Prompt:
The records that follow are to be transcribed word for word.

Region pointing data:

--*--

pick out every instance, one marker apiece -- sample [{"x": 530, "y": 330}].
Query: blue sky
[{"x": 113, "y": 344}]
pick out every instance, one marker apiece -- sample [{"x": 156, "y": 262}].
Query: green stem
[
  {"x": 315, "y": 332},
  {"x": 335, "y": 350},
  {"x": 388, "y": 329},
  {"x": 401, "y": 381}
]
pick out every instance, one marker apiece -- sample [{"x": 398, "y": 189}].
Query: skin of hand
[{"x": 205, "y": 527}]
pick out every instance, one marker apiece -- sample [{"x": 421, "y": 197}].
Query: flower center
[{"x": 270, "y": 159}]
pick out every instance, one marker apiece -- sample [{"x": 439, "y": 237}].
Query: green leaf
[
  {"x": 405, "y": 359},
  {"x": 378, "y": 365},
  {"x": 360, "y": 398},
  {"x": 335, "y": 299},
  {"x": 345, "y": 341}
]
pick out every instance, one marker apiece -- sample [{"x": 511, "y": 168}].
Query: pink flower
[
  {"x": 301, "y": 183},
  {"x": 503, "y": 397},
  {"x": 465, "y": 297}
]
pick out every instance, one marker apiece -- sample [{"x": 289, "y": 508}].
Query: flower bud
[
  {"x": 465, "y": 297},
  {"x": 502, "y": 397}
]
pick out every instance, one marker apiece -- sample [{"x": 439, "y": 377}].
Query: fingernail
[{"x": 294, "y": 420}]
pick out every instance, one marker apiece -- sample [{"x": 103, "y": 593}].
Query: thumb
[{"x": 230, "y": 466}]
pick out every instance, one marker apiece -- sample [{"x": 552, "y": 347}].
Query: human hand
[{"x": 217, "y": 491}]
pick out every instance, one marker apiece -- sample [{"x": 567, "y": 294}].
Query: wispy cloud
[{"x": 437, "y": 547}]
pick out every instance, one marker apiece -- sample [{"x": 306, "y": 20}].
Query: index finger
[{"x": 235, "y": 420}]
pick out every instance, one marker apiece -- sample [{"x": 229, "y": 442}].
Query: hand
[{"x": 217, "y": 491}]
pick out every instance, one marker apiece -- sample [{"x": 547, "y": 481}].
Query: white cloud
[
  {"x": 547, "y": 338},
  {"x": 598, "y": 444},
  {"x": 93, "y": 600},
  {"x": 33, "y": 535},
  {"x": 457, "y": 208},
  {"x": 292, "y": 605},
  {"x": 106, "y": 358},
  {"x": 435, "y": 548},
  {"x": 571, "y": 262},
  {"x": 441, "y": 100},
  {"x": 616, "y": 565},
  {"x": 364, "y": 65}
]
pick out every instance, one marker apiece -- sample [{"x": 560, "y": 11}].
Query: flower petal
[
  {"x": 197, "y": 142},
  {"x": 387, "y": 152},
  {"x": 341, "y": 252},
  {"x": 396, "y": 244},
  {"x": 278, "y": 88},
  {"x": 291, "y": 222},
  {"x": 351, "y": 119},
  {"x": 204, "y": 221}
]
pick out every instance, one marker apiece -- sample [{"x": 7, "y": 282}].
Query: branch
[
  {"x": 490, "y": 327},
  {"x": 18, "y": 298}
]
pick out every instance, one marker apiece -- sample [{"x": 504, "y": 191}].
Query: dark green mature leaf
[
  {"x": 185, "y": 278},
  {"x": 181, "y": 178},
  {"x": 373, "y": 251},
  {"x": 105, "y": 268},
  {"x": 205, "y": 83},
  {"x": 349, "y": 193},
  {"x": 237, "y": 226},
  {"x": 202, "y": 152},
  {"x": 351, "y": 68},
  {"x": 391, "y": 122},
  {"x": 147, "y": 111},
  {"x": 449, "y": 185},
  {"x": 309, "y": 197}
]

--*--

Task result:
pick out every instance, one marker apiece -- sample [{"x": 530, "y": 330}].
Query: blue sky
[{"x": 113, "y": 344}]
pick out every instance, one marker apiece -- sample [{"x": 156, "y": 262}].
Query: green stem
[
  {"x": 315, "y": 332},
  {"x": 335, "y": 350},
  {"x": 388, "y": 329},
  {"x": 401, "y": 381}
]
pick out every instance, one marker apiece -- sample [{"x": 398, "y": 189}].
Query: skin of hand
[{"x": 205, "y": 527}]
pick out every instance, one marker apiece -- sample [{"x": 421, "y": 197}].
Query: flower center
[{"x": 270, "y": 159}]
pick out every instance, one marker apiece -- sample [{"x": 439, "y": 237}].
Query: green leaf
[
  {"x": 405, "y": 359},
  {"x": 378, "y": 365},
  {"x": 360, "y": 398},
  {"x": 335, "y": 299},
  {"x": 345, "y": 341}
]
pick out every instance, one marker apiece -- sample [{"x": 511, "y": 168}].
Query: pink flower
[
  {"x": 301, "y": 183},
  {"x": 503, "y": 397},
  {"x": 465, "y": 297}
]
pick out every instance, one marker apiece -- sample [{"x": 289, "y": 508}].
Query: flower bud
[
  {"x": 465, "y": 297},
  {"x": 502, "y": 397}
]
pick out every instance, one marker apiece -- sample [{"x": 439, "y": 377}].
Query: fingernail
[{"x": 294, "y": 420}]
pick out every instance, one marker apiece -- sample [{"x": 103, "y": 593}].
Query: thumb
[{"x": 230, "y": 466}]
pick out every instance, one marker apiece -- sample [{"x": 552, "y": 347}].
Query: human hand
[{"x": 217, "y": 491}]
pick out every instance, one marker apiece -- sample [{"x": 567, "y": 294}].
Query: wispy cloud
[{"x": 437, "y": 547}]
pick out every instance, one marker apiece -- sample [{"x": 306, "y": 20}].
Query: index finger
[{"x": 235, "y": 420}]
pick out every instance, one marker apiece -- sample [{"x": 229, "y": 442}].
Query: hand
[{"x": 217, "y": 491}]
pick out every instance, one marker apiece -- sample [{"x": 547, "y": 481}].
Query: white cloud
[
  {"x": 547, "y": 338},
  {"x": 598, "y": 444},
  {"x": 93, "y": 600},
  {"x": 33, "y": 535},
  {"x": 457, "y": 208},
  {"x": 292, "y": 605},
  {"x": 106, "y": 358},
  {"x": 435, "y": 548},
  {"x": 571, "y": 262},
  {"x": 441, "y": 100},
  {"x": 616, "y": 565},
  {"x": 364, "y": 65}
]
pick out every instance, one marker apiece -- sample [{"x": 560, "y": 11}].
Query: flower petal
[
  {"x": 197, "y": 142},
  {"x": 387, "y": 152},
  {"x": 341, "y": 252},
  {"x": 396, "y": 244},
  {"x": 278, "y": 88},
  {"x": 291, "y": 222},
  {"x": 351, "y": 119},
  {"x": 204, "y": 221}
]
pick out every instance, one marker apiece -- sample [{"x": 7, "y": 282}].
Query: branch
[
  {"x": 490, "y": 327},
  {"x": 18, "y": 298}
]
pick out every instance, one marker apiece -- sample [{"x": 504, "y": 191}].
Query: dark green mature leaf
[
  {"x": 185, "y": 278},
  {"x": 181, "y": 178},
  {"x": 373, "y": 251},
  {"x": 105, "y": 268},
  {"x": 205, "y": 83},
  {"x": 349, "y": 193},
  {"x": 237, "y": 226},
  {"x": 202, "y": 152},
  {"x": 351, "y": 68},
  {"x": 391, "y": 122},
  {"x": 147, "y": 111},
  {"x": 449, "y": 185},
  {"x": 309, "y": 197}
]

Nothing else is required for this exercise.